-- Given records start --

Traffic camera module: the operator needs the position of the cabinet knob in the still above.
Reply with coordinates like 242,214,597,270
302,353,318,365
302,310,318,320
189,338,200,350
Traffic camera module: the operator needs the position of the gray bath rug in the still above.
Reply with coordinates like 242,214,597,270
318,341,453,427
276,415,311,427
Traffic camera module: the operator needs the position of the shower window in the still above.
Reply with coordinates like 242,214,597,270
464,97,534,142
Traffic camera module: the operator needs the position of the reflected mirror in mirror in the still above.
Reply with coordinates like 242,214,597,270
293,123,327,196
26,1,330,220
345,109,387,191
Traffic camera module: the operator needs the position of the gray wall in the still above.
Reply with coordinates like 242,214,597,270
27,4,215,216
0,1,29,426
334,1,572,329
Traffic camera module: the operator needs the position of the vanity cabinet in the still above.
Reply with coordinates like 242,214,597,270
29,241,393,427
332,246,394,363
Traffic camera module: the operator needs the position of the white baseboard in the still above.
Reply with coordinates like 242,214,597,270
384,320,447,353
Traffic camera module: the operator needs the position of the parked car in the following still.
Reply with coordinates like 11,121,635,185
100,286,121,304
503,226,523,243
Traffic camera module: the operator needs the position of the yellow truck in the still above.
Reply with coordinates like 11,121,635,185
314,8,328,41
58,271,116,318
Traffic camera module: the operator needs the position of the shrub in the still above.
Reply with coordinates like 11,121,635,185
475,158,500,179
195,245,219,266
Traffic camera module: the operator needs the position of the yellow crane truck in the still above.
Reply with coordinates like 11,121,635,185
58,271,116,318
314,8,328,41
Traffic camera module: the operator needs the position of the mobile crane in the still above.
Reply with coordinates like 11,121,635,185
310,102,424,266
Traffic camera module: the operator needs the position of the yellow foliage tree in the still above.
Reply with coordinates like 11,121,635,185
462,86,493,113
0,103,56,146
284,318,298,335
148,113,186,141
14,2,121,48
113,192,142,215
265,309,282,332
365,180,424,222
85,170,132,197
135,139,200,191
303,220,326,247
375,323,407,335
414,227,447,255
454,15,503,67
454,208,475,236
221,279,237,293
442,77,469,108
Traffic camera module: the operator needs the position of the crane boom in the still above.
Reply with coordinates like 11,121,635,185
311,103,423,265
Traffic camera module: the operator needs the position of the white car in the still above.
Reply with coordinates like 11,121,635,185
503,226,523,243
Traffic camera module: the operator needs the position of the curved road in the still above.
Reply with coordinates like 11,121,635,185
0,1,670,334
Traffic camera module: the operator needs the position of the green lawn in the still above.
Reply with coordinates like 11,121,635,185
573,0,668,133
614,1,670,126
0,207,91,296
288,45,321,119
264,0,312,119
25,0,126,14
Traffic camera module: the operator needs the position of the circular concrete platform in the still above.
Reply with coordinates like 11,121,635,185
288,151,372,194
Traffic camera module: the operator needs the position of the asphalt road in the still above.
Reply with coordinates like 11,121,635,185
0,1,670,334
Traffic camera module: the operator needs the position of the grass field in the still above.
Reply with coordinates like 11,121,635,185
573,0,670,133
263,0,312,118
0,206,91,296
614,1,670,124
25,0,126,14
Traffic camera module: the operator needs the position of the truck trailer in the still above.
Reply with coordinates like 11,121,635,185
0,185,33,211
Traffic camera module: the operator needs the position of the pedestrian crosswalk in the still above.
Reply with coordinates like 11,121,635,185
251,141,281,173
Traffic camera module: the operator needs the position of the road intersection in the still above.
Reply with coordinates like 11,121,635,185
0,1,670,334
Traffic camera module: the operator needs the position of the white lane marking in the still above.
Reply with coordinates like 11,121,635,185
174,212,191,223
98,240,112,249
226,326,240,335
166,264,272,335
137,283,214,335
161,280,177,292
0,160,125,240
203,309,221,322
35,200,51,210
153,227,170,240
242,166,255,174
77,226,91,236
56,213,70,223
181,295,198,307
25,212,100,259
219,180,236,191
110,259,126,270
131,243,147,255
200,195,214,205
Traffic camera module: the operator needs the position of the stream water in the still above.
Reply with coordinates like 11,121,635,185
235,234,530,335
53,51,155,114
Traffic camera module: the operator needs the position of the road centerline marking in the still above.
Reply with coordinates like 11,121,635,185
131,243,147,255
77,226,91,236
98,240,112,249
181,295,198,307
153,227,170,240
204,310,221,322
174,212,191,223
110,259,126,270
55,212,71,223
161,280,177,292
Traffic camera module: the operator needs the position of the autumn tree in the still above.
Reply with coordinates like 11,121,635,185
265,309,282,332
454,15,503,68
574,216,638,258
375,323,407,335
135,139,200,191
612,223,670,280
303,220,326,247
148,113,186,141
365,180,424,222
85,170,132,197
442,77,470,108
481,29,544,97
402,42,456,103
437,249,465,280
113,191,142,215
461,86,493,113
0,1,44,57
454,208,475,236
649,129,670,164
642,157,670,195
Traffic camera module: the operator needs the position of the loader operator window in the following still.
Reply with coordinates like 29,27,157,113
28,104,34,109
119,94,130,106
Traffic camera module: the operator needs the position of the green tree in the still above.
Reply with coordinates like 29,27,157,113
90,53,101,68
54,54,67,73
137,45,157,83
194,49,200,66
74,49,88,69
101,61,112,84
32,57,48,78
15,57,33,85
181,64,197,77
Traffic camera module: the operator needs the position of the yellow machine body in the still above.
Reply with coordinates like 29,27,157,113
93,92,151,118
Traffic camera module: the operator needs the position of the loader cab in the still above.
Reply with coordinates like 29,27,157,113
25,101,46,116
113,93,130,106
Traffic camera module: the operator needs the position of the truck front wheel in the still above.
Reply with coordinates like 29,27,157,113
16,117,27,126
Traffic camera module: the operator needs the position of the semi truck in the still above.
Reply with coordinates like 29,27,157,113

-- Given records end --

**Requirement:**
Copy out every line again, requests included, starting with the line that contains "cab in the still above." and going on through the end of the records. Shift each coordinate in the answers by adding -45 to it.

**Written solution:**
Traffic camera module: the operator needs the position of the loader cab in the still above.
Reply with coordinates like 29,27,157,113
-20,56,1,71
68,48,85,61
Traffic camera module: the operator needs the position of the truck front wheel in the still above.
Reply with coordinates like 29,27,157,113
-29,72,-18,81
Traffic camera module: the operator needs the position of the semi truck in the still above.
Reply with coordinates like 29,27,157,113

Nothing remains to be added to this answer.